Alvaro Herrera <alvherre@atentus.com> writes:
> Now I'm thinking about concurrency: suppose table A and B have
> indisclustered set on indexes ind_a and ind_b respectively. The
> user fires a CLUSTER without arguments; the backend will begin
> clustering table A on ind_a.
> Now, while this is going on, the user fires a CLUSTER on table B on
> index ind_b_2, on a separate session. This table is shorter than table
> A and finishes first.
> When the first cluster finishes clustering table A, it will start
> clustering table B on ind_b. ...
> So the info saved about table B is old and overrides the new
> cluster that the user has done on another session.
You must acquire exclusive lock on a table before you even look to
see if it has a clusterable index, I think. Otherwise there's too
much risk of the state changing underneath you.
The bigger problem with implementing CLUSTER ALL this way is that it's
going to try to get exclusive lock on a large number of tables, which
is going to lead to very high risk of deadlock --- even if other
transactions are not doing CLUSTERs, but only ordinary table accesses.

### STORED RECORDS

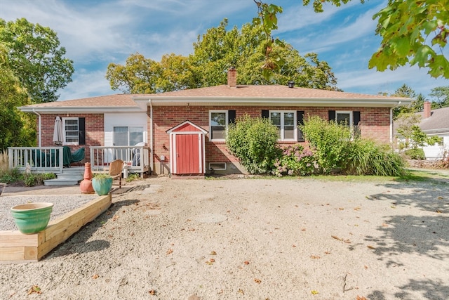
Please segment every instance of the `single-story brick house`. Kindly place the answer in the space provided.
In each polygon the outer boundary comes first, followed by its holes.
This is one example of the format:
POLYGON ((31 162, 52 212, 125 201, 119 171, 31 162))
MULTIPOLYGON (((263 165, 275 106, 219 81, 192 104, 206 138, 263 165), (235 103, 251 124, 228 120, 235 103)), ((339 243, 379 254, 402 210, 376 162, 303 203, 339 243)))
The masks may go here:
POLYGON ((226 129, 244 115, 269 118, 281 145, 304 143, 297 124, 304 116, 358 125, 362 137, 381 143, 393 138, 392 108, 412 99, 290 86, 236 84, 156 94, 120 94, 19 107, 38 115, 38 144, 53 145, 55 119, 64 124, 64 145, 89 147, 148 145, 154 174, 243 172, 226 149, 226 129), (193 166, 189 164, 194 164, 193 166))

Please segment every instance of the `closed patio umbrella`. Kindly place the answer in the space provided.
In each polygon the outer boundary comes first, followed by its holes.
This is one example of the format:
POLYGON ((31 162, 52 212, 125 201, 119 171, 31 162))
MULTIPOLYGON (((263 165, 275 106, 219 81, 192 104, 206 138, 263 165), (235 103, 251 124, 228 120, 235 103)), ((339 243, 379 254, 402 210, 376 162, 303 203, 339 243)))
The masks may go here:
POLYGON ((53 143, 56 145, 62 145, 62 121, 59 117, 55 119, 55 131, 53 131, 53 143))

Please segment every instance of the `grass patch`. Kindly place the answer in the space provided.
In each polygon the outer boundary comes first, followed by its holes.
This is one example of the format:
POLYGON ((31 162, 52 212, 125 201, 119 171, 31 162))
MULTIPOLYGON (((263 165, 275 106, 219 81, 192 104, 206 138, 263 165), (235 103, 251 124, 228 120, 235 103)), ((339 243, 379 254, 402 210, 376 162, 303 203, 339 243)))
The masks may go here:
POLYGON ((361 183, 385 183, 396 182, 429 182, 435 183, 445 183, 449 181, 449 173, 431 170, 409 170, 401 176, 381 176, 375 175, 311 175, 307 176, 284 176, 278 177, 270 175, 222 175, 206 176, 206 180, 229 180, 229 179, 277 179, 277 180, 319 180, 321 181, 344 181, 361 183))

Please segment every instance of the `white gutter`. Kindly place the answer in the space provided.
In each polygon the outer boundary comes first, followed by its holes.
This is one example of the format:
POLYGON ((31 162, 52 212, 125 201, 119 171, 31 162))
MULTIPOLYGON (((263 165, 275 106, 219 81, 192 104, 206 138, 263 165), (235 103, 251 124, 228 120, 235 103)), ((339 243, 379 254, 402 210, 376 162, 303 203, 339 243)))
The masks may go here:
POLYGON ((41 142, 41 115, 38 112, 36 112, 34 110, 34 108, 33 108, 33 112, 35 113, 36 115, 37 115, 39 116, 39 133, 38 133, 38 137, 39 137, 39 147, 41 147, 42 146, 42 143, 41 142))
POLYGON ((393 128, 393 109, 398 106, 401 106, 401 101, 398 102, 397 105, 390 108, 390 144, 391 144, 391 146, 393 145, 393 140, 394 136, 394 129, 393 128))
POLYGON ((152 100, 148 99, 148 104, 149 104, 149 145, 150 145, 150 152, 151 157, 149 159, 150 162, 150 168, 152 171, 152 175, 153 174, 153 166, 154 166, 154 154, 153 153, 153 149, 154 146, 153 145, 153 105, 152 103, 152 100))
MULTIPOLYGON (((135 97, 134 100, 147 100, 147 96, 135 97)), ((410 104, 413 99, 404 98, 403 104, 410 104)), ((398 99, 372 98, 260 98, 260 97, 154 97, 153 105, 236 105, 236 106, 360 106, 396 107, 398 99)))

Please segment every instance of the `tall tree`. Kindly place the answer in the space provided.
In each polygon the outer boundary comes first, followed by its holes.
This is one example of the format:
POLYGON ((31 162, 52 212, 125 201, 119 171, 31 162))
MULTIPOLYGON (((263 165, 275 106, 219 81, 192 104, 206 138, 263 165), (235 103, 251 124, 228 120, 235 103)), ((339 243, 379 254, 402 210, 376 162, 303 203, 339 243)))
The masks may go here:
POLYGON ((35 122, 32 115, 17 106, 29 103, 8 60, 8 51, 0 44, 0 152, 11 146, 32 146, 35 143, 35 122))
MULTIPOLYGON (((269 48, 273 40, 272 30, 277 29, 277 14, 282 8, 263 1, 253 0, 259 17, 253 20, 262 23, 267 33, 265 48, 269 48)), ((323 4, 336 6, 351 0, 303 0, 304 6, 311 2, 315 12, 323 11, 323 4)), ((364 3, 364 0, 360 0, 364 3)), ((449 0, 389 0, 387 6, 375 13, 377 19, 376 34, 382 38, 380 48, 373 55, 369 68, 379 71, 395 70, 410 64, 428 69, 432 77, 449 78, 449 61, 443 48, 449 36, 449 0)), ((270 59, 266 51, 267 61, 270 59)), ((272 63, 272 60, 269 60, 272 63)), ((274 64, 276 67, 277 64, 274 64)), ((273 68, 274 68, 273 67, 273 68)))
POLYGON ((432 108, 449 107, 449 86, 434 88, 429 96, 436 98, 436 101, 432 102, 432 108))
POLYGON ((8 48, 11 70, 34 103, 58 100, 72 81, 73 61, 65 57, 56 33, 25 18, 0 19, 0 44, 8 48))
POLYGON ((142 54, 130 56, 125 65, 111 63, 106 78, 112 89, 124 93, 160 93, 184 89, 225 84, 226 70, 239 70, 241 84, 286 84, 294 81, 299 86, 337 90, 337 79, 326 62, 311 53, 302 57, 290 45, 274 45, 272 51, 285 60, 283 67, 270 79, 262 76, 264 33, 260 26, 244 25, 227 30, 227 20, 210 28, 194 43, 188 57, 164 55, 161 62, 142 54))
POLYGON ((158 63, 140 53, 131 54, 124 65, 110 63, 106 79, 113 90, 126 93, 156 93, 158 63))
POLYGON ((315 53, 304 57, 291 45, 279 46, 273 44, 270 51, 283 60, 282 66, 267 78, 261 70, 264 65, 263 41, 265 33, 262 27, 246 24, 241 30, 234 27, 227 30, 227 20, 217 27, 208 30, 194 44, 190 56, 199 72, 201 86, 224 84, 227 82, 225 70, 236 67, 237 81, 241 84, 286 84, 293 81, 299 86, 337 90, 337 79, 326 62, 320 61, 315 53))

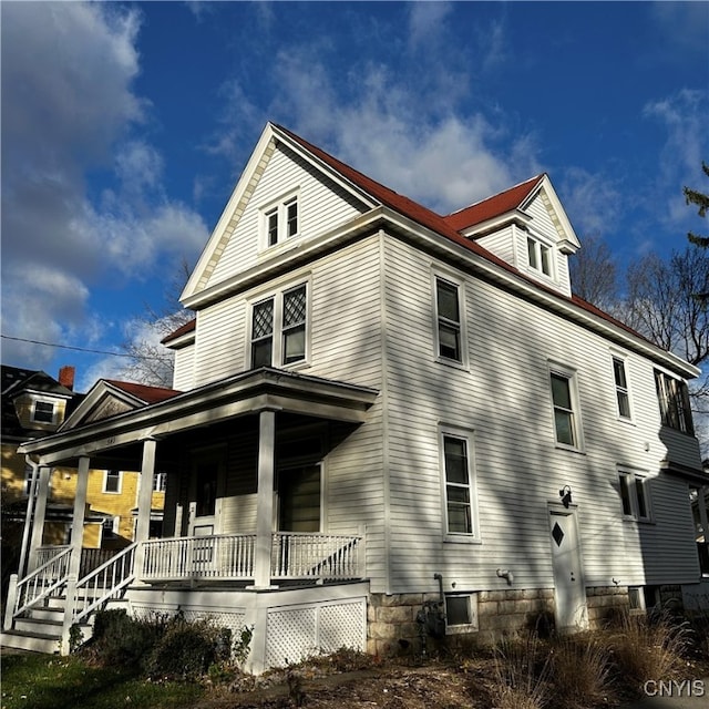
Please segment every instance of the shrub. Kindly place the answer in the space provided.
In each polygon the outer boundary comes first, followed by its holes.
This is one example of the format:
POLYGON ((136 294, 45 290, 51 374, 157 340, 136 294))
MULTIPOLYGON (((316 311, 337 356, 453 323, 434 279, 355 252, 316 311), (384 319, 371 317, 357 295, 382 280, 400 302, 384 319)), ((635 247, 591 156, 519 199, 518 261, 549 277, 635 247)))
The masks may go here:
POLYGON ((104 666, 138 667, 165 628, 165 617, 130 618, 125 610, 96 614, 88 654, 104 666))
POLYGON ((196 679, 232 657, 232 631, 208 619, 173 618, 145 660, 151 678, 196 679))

### WHAT YOU NEED TO DO
[A] In the message about CLUSTER concurrency, what does the reply say must be acquired on a table before checking whether it has a clusterable index?
[B] Carry on the message about CLUSTER concurrency, starting after its last sentence.

### RESULTS OF THE EXERCISE
[A] An exclusive lock on the table.

[B]
I think the only practical way to do CLUSTER ALL (or REINDEX ALL for
that matter) is to make it work the way VACUUM does: run a separate
transaction for each table to be processed. In this way you can
release the lock on each table as you finish with it, and avoid
deadlock problems.
If you study the VACUUM code you will also notice that it is prepared
for tables to "go away" before it reaches them; CLUSTER ALL will have
the same issue, along with the issue about clustering status changing.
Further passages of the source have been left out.